_DIRECTIONS_
Copy every line of the material below word for word, but omit the pictures.

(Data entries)
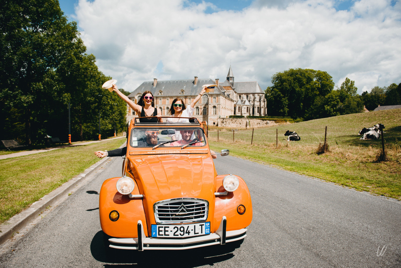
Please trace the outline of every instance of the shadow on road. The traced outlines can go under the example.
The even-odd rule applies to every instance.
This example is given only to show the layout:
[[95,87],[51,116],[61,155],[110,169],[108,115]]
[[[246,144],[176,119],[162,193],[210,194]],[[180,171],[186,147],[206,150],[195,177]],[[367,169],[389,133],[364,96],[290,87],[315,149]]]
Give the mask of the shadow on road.
[[103,244],[103,233],[97,232],[91,243],[91,252],[97,261],[106,263],[107,268],[182,267],[192,268],[229,260],[235,255],[235,246],[229,243],[182,250],[117,250],[108,256]]

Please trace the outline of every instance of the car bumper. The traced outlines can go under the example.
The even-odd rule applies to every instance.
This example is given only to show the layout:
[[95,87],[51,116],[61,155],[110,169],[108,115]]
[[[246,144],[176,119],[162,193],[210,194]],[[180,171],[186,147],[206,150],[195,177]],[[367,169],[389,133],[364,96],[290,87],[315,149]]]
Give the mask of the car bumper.
[[224,245],[237,241],[247,236],[247,229],[226,231],[227,219],[223,216],[219,229],[215,233],[205,235],[188,238],[169,239],[147,237],[144,232],[141,221],[138,221],[139,237],[135,238],[112,237],[109,239],[110,248],[119,249],[136,250],[185,250],[213,245]]
[[[229,231],[226,233],[226,243],[240,240],[247,236],[247,229]],[[138,250],[138,238],[109,239],[110,248]],[[143,250],[184,250],[221,243],[221,239],[216,233],[202,236],[180,239],[146,237],[143,239]]]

_FINAL RESULT_
Please trace the outline of every instance of the shadow on road. The traced outlines can go under the example.
The even-odd rule applies to every instance.
This example is given only to show the layout:
[[95,87],[51,116],[61,155],[110,169],[108,115]]
[[[246,144],[176,119],[162,193],[210,194]],[[180,171],[186,147],[206,150],[195,177]],[[367,169],[389,133],[364,96],[290,87],[315,149]]]
Give the mask of the shadow on road.
[[103,244],[103,233],[97,232],[91,243],[91,252],[97,261],[106,263],[107,268],[182,267],[192,268],[229,260],[235,255],[235,246],[229,243],[182,250],[117,250],[108,256]]

Please trace the outline of every instance of the car bumper. The traced outlines can go under the example.
The even-odd rule applies to every instance.
This example is given only to show the layout:
[[95,87],[51,116],[61,155],[110,169],[108,115]]
[[[246,144],[176,119],[162,193],[210,194]],[[180,171],[186,147],[206,150],[195,177]],[[367,169],[389,133],[364,96],[290,87],[315,149]]]
Give the mask of the car bumper.
[[224,245],[237,241],[247,236],[247,229],[226,231],[227,219],[223,216],[219,229],[215,233],[205,235],[188,238],[169,239],[147,237],[144,232],[141,221],[138,221],[139,237],[135,238],[112,237],[109,239],[110,248],[119,249],[136,250],[185,250],[213,245]]
[[[229,231],[226,233],[226,243],[240,240],[247,236],[247,229]],[[138,250],[138,238],[109,239],[110,248]],[[143,250],[184,250],[221,243],[221,239],[216,233],[202,236],[180,239],[146,237],[143,239]]]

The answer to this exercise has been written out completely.